[Page extract]:
----------

And if I was to spread the full context of the above and tell anyone outside of the hard core about it, do you seriously think that they would think these kind of reactions are credible?
Amusing anecdote: There was a story about this issue on Slashdot one time, where someone possessing kiddy porn had obscured the faces by doing a swirl distortion, but investigators were able to sufficiently reverse this by doing an opposite swirl and so were able to identify the victims.
Then someone posted a comment to say that if you ever want to avoid this problem, you need to do something like a Gaussian blur, which deletes the information contained in that portion of the image.
Somebody replied to that comment and said, “Yeah. Or, you know, you could just not molest children.”
Please stop doing this. You are adding spaced repetition to something that I, and others, positively do not want to think about. That is a real harm and you do not appear to have taken it seriously.
I’m sorry, but people like Wei force me to do this as they make this whole movement look like being completely down-to-earth, when in fact most people, if they knew about the full complexity of beliefs within this community, would laugh out loud.

----------

[Raw data]:

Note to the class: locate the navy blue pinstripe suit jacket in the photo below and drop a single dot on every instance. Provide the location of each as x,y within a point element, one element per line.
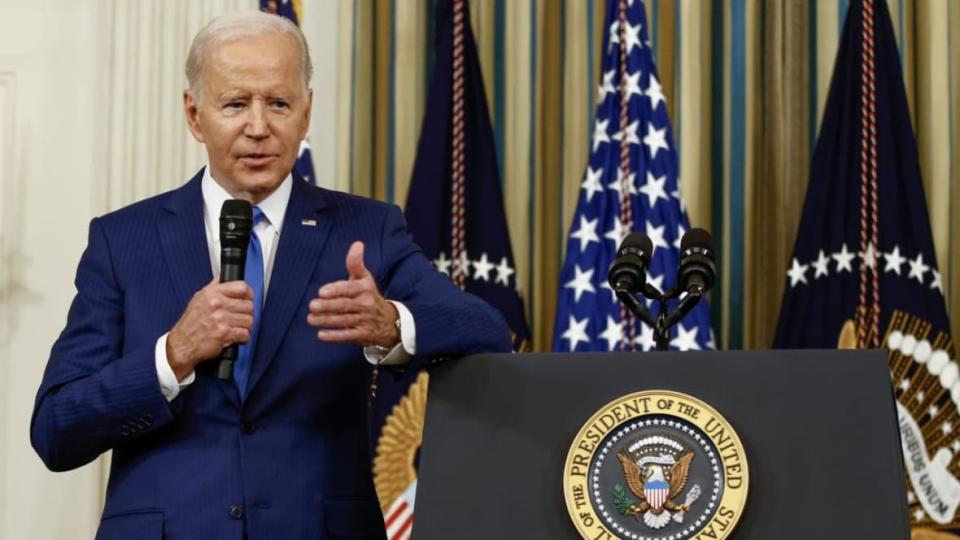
<point>292,459</point>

----------

[Problem 1]: Reproduce, word for word, the part of the comment thread that opens with the words containing "Amusing anecdote: There" and closes with "of the image.".
[Problem 2]:
Answer these questions about the comment thread, one line each:
(a) On which site did the story about the swirl distortion appear?
(b) What kind of blur does the comment say deletes the information in that portion of the image?
(c) What does the person asking for this to stop say is being added to something they do not want to think about?
[Problem 3]: Extend the comment thread past its final comment.

[Written answer 1]:
Amusing anecdote: There was a story about this issue on Slashdot one time, where someone possessing kiddy porn had obscured the faces by doing a swirl distortion, but investigators were able to sufficiently reverse this by doing an opposite swirl and so were able to identify the victims.
Then someone posted a comment to say that if you ever want to avoid this problem, you need to do something like a Gaussian blur, which deletes the information contained in that portion of the image.

[Written answer 2]:
(a) Slashdot
(b) A Gaussian blur
(c) Spaced repetition

[Written answer 3]:
You have a good point. It would be completely unreasonable to ban topics in such a manner while simultaneously expecting to maintain an image of being down to earth or particularly credible to intelligent external observers. It also doesn’t reflect well on the SIAI if their authorities claim they cannot consider relevant risks because due to psychological or psychiatric difficulties. That is incredibly bad PR. It is exactly the kind of problem this post discusses.
Since the success of an organization is partly dependent on its PR, a rational donor should be skeptical of donating to an organization with bad PR. Any organization soliciting donations should keep this principle in mind.
Since the success of an organization is partly dependent on its PR, a rational donor should be skeptical of donating to an organization with bad PR.
So let me see if I understand: if an organization uses its income to make a major scientific breakthrough or to prevent a million people from starving, but does not pay enough attention to avoiding bad PR with the result that the organization ends (but the productive employees take the skills they have accumulated there to other organizations), that is a bad organization, but if an organization in the manner of most non-profits focuses on staying in existence as long as possible to provide a secure personal income for its leaders, which entails paying close attention to PR, that is a good organization?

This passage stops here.